## DATA EXCERPTS
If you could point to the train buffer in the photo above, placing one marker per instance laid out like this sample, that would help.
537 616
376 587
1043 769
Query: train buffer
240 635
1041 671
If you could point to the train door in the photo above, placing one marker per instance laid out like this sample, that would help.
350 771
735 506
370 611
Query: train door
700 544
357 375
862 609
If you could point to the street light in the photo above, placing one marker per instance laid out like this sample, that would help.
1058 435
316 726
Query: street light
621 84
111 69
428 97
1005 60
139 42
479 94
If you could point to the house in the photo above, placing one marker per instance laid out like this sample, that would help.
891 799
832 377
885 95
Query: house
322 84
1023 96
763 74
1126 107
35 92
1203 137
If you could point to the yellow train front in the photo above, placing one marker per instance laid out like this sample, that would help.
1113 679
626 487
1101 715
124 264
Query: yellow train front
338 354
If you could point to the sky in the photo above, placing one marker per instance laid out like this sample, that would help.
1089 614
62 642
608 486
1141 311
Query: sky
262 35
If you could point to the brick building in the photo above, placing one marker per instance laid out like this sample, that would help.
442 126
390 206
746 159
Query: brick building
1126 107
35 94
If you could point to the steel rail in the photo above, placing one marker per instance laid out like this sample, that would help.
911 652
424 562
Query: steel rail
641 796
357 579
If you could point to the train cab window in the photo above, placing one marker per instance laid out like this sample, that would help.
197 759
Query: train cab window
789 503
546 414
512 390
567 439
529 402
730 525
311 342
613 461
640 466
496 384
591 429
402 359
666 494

## WRITTEN EXERCISE
Copy out all of the material above, swapping every occurrence of "marker" for "dot" and leaving everything else unchanged.

## TASK ANSWER
If you could point to the train buffer in the photo above, placing one dot per instance laid out like this sample, that would help.
537 616
376 587
1043 769
Query: train buffer
240 635
1041 671
If you could point to the train door in the photo above, placing one dot per instance laid out like this sample, that would help.
350 771
735 506
370 611
Query: train door
700 544
357 375
862 609
If you could point to the street light in the photo above, placing one dot per instance laid out like this sample, that would help.
1058 435
316 726
Query: street light
621 84
111 69
428 97
1005 60
139 42
479 94
If you could point to the house in the photo above, placing one dot per instance laid out like this sample, that would help.
891 799
832 377
885 95
Query: house
322 84
1023 96
763 74
1126 107
35 92
1203 137
If you could point to the yellow train front in the photo above, placing one dot per instance laid out like this sample, that would help.
1113 679
626 487
1101 715
124 264
Query: yellow train front
338 354
If you could point to the sky in the photo above, placing one dot per instance laid out like this sample, that would help.
1089 614
62 642
608 486
1141 311
Query: sky
262 35
If you could point to the brick building in the photo above, placing one dot per instance laid out like this sample, that would help.
442 126
390 206
746 159
Query: brick building
1126 107
35 94
If you could point to the steel rail in the photo above, placing one dot per instance laid out like this sample, that would help.
911 652
424 562
Query: steel rail
641 796
357 579
If you could point to the train cab window in the photo above, placing one dot per instance laid out like this sample, that would help.
197 759
Query: train cab window
789 503
546 414
512 390
567 439
529 402
730 525
311 342
613 461
640 466
496 384
591 429
402 359
666 494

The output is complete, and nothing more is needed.